TASK ITEM — A line qualifies if it holds the string "shirt". Copy every qualifying line from the records.

-- PROVIDED RECORDS follows --

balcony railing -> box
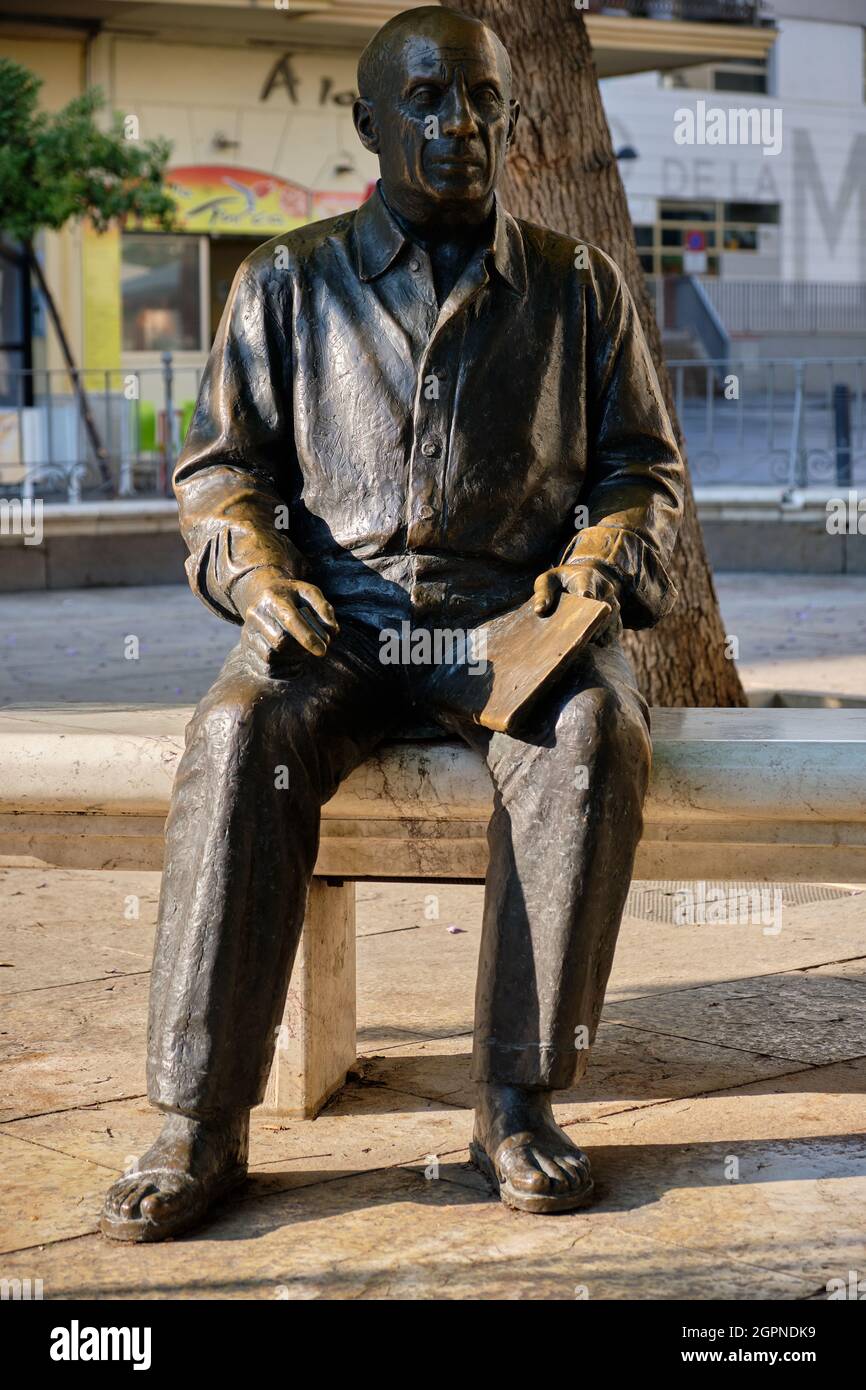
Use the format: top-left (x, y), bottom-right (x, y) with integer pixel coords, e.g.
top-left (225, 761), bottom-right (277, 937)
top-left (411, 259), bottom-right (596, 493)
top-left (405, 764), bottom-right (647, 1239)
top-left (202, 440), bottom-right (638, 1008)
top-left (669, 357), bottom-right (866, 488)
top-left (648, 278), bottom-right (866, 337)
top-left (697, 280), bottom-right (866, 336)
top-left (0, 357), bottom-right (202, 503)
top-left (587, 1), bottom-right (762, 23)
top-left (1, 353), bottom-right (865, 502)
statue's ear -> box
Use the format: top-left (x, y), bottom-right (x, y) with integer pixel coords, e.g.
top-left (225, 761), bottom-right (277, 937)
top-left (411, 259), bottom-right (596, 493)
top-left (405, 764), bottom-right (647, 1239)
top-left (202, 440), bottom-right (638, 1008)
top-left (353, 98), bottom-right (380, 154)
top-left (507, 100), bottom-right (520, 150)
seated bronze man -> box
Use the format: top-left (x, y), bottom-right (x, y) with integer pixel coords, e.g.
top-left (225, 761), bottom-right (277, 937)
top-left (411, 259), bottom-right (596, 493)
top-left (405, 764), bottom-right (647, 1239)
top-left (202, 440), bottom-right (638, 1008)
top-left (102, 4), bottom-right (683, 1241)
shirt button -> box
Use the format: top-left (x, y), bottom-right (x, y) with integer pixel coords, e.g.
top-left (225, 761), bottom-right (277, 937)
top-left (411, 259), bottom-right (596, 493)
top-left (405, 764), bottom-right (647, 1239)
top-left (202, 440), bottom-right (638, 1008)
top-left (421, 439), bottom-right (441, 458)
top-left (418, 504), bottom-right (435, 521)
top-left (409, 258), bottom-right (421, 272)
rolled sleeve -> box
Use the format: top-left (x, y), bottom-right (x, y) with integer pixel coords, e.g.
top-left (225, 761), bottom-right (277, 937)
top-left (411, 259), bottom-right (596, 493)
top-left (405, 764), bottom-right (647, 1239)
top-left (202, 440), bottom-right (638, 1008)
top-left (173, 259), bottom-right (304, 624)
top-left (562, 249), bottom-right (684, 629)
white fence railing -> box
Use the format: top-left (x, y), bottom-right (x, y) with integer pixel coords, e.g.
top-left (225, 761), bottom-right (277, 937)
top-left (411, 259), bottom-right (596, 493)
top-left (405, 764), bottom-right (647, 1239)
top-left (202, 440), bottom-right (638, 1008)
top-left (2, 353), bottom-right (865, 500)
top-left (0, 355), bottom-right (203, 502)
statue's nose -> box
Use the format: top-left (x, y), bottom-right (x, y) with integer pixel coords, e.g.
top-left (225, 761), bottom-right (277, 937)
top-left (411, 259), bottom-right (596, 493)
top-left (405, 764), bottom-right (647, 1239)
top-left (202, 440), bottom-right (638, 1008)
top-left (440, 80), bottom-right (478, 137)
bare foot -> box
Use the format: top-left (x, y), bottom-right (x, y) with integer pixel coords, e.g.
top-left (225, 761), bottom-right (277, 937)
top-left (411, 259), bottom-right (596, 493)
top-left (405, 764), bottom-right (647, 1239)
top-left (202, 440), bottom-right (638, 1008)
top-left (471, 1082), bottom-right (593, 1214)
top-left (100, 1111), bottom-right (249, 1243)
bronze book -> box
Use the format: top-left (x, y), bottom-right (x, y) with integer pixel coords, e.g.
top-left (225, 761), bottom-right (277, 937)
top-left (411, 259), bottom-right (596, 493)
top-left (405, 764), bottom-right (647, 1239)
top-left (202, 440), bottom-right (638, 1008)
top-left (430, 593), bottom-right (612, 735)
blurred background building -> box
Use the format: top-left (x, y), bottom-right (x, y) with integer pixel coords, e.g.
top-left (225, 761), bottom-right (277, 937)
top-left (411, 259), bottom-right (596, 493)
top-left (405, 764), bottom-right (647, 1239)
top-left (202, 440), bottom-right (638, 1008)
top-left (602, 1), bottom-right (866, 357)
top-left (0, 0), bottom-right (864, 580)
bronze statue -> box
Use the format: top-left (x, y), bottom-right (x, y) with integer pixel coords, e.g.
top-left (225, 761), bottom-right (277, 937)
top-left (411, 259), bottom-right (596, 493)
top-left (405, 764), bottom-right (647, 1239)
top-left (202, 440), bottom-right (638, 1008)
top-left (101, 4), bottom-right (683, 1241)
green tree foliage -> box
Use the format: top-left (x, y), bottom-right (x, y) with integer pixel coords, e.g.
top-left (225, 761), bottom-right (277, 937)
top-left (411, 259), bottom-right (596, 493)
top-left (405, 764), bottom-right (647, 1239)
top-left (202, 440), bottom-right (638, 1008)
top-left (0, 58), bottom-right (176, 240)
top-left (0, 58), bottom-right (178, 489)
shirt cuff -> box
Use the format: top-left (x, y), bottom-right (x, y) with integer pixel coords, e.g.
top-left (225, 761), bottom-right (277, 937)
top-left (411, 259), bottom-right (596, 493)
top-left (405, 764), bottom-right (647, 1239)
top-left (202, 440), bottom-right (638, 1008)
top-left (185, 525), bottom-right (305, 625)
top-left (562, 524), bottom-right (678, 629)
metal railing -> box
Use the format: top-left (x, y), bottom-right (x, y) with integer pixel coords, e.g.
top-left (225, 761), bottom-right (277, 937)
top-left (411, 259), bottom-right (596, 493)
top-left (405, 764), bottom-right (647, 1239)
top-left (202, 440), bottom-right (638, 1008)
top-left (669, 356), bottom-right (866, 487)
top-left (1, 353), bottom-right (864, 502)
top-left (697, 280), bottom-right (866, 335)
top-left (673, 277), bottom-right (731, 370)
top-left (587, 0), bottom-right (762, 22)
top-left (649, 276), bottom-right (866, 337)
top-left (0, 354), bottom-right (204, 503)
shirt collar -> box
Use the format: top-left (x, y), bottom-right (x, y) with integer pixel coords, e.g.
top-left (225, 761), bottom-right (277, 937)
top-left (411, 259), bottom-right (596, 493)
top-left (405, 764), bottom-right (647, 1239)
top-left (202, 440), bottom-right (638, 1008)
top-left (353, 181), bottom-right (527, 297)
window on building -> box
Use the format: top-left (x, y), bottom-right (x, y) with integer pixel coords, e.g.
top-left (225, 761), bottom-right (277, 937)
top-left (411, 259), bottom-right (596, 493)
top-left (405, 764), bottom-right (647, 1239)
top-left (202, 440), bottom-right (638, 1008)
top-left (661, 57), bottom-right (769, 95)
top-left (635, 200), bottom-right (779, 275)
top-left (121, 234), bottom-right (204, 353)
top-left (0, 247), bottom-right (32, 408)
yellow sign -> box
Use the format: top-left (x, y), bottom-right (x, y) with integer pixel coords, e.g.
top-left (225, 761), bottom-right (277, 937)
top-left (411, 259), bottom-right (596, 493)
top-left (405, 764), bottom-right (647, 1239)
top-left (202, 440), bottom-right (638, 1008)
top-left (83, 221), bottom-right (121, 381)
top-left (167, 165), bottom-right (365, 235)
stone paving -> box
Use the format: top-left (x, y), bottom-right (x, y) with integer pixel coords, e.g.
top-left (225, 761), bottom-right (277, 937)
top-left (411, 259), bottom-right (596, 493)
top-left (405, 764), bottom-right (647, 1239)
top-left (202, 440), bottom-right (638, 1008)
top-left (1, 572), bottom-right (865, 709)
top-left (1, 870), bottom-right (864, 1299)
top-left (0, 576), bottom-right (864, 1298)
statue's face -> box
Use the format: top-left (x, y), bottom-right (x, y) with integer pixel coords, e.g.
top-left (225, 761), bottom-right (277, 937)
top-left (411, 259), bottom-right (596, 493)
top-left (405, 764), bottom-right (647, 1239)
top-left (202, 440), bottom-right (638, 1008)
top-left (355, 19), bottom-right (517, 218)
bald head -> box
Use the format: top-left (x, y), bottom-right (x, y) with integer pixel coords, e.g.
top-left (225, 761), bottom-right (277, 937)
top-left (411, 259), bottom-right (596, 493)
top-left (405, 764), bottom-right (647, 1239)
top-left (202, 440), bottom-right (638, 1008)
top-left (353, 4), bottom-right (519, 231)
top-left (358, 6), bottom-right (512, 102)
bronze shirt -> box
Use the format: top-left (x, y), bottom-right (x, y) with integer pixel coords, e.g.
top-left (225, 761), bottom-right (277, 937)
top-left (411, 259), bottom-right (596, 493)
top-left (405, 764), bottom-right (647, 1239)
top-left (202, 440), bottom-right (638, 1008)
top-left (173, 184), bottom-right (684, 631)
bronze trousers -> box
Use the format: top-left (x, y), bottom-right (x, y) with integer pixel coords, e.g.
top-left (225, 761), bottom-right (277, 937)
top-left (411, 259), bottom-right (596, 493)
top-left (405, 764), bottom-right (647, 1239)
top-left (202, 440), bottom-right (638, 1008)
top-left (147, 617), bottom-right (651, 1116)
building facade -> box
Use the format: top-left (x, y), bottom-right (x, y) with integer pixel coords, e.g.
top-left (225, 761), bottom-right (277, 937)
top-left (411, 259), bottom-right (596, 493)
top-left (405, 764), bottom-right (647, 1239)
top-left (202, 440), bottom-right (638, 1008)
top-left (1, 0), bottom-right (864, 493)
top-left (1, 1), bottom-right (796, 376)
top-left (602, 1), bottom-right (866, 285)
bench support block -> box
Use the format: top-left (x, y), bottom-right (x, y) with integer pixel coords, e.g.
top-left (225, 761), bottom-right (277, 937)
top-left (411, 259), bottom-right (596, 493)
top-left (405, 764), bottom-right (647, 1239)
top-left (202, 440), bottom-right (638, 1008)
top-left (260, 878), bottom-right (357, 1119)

-- PROVIDED RECORDS concluded --
-- PROVIDED RECORDS follows --

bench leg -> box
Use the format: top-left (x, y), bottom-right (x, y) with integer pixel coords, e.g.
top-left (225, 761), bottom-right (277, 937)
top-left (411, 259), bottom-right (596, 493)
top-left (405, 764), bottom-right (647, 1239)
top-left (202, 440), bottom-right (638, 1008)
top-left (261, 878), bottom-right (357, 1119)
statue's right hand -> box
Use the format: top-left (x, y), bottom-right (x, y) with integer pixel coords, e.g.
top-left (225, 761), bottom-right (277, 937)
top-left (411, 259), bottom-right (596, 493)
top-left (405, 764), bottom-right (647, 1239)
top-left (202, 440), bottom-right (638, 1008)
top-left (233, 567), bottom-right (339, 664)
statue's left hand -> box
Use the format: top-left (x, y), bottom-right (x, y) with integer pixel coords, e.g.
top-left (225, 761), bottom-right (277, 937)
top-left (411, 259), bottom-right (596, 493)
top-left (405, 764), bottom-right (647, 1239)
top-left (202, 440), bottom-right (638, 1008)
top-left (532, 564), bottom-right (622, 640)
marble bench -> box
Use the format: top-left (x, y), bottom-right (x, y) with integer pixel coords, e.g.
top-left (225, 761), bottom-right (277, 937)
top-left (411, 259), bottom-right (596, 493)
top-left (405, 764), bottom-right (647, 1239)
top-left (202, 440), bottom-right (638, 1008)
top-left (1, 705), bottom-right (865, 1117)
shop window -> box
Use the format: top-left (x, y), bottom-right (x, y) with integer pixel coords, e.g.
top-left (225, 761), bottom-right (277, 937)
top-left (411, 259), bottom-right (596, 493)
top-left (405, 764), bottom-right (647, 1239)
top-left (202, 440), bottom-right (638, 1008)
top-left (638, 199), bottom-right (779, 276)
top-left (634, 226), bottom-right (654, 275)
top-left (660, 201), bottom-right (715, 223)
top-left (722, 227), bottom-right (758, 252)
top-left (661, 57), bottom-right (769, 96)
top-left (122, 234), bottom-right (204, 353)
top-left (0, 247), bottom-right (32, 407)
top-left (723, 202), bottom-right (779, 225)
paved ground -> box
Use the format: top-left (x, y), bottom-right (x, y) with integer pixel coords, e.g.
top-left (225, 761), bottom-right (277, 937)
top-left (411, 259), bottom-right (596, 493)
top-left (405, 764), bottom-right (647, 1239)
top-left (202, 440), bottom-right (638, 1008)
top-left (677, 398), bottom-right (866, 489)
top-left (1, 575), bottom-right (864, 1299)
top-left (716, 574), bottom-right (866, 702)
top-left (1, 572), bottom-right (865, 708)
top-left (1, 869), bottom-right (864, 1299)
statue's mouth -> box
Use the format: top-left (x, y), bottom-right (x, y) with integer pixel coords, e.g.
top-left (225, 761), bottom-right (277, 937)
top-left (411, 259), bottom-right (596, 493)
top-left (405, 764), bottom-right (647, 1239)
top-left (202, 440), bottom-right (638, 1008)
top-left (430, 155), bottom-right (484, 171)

-- PROVIDED RECORDS concluded --

TASK RESULT —
shirt button -> box
shirt cuff -> box
shirt collar -> box
bronze shirt -> box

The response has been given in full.